→ MATERIAL FOR THE TASK

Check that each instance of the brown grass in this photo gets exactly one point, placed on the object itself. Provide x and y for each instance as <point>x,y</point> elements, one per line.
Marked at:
* * *
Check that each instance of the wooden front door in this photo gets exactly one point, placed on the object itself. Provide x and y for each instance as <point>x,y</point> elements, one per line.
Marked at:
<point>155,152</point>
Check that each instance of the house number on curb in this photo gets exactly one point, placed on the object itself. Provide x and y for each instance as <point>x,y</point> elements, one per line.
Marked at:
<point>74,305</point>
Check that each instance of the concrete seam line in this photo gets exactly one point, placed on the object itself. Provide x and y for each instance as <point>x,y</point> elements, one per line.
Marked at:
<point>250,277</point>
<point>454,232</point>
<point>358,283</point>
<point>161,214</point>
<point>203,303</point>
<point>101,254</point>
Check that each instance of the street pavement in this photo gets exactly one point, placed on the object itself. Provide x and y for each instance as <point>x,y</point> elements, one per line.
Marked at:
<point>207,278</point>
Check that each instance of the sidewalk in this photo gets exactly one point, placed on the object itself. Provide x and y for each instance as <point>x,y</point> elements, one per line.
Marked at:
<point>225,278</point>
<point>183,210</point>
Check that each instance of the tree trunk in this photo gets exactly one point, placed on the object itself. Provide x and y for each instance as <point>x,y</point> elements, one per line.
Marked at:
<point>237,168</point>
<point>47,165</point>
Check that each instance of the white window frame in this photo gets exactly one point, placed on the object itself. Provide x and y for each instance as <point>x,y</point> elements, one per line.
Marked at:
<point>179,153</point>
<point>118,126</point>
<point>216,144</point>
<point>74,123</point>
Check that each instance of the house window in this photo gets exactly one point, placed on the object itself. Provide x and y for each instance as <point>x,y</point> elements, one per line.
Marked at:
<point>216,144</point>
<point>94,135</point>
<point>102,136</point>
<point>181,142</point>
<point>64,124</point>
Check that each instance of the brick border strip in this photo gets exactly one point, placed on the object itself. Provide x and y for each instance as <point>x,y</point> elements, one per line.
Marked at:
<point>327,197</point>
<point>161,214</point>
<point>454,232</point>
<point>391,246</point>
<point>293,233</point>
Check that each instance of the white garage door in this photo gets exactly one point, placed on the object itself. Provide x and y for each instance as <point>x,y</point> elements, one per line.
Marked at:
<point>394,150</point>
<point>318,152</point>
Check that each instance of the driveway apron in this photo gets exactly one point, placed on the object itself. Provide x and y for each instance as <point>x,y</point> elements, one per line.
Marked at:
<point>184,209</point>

→ DIRECTIONS FOR THIS TASK
How many lines in the items above contain the string "door", with case taken into account? Reply with the number alone.

→ THE REPLY
2